Set down exactly the lines running from the line with "Objective — one point per instance of the tree stump" to the end of the listing below, both ends included.

>>>

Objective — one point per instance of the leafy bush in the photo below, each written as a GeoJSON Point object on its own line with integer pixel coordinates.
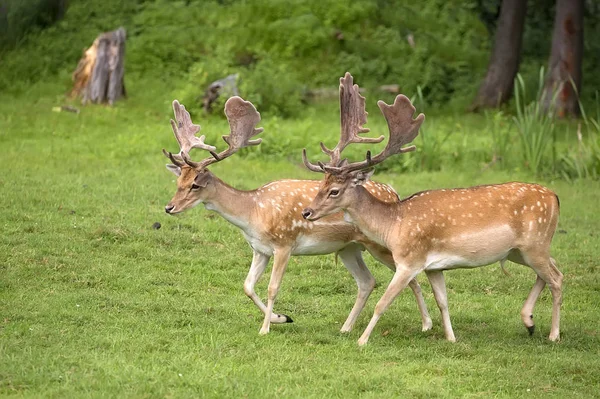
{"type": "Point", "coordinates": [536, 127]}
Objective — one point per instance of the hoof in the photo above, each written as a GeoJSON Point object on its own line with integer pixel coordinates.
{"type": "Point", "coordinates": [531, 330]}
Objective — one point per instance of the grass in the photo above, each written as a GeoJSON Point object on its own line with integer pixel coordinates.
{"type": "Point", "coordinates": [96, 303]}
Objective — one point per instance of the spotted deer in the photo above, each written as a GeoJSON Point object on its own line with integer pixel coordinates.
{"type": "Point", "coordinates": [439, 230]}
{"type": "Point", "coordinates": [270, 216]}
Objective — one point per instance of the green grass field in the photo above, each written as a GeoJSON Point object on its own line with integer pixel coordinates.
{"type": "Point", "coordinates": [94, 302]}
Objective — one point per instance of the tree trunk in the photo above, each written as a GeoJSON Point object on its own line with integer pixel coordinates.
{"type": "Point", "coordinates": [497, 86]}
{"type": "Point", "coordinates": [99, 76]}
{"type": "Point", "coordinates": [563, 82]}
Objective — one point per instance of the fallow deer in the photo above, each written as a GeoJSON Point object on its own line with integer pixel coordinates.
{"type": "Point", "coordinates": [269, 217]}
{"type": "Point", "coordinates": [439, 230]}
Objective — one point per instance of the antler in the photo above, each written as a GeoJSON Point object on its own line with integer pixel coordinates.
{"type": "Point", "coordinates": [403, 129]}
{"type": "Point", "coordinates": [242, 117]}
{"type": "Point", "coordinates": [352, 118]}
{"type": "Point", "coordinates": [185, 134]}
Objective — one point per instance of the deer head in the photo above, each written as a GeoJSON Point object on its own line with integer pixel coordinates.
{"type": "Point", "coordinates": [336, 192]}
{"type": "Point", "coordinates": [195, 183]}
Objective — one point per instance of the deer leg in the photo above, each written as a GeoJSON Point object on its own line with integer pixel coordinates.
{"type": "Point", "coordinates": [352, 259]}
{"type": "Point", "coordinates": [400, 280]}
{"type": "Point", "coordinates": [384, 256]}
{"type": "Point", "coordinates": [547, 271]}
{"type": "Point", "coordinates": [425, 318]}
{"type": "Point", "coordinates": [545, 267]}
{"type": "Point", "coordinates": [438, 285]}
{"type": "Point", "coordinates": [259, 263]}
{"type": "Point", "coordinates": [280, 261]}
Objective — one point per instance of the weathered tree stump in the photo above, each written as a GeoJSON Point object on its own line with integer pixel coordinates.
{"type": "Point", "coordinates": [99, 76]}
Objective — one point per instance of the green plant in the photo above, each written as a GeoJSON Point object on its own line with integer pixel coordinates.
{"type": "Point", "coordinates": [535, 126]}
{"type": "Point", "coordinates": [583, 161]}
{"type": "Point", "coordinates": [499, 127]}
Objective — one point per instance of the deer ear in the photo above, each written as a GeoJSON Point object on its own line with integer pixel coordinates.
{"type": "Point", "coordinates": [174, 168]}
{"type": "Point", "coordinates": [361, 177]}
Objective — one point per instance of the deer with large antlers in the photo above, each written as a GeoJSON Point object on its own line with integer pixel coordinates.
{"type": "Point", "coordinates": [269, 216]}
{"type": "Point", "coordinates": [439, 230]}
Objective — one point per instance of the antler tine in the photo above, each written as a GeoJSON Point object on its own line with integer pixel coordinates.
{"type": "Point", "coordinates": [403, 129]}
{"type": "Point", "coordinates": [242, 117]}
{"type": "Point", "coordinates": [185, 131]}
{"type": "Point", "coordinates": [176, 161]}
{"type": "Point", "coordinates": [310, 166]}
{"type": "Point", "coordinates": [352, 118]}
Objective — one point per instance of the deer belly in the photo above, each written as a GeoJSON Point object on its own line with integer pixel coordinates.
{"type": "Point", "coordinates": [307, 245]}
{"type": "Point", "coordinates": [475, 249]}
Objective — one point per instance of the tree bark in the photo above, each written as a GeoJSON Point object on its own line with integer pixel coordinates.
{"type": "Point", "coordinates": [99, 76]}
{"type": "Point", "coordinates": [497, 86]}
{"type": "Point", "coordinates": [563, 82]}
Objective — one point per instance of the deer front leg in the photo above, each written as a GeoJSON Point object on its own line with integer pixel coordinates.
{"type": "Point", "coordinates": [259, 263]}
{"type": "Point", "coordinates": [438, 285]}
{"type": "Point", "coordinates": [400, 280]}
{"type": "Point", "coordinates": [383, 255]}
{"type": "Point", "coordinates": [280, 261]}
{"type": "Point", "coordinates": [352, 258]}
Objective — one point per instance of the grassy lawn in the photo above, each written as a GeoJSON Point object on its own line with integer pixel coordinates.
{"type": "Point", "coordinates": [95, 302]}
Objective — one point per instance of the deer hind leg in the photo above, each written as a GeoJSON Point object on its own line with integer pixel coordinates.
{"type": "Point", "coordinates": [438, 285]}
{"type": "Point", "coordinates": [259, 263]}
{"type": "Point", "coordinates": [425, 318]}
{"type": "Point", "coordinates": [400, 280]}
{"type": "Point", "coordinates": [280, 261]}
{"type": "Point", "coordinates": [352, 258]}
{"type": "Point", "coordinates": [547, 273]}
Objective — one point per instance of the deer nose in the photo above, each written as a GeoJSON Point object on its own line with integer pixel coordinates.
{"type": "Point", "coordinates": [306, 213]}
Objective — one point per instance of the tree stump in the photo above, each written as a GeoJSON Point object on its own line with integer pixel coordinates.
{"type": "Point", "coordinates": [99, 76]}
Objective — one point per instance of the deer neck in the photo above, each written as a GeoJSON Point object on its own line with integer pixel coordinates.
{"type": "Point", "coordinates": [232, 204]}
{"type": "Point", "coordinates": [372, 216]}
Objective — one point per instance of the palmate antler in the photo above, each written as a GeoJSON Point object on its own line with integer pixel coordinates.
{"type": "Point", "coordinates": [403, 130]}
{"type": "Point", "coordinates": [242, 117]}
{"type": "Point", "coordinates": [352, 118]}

<<<

◆ **ANSWER**
Objective — one point per instance of the tree stump in the photo above, each written as a GeoJSON Point object on its own line with integer pixel coordinates.
{"type": "Point", "coordinates": [99, 76]}
Objective — one point per instance of the deer neck in the photo above, each written as a GeoJSON Point object on its own line with integer pixel coordinates.
{"type": "Point", "coordinates": [232, 204]}
{"type": "Point", "coordinates": [372, 216]}
Objective — one point per instance of the palmate antler in the photo above, each written as a GeoJSON Point object on its own line with integer pixel coordinates.
{"type": "Point", "coordinates": [403, 130]}
{"type": "Point", "coordinates": [242, 117]}
{"type": "Point", "coordinates": [352, 118]}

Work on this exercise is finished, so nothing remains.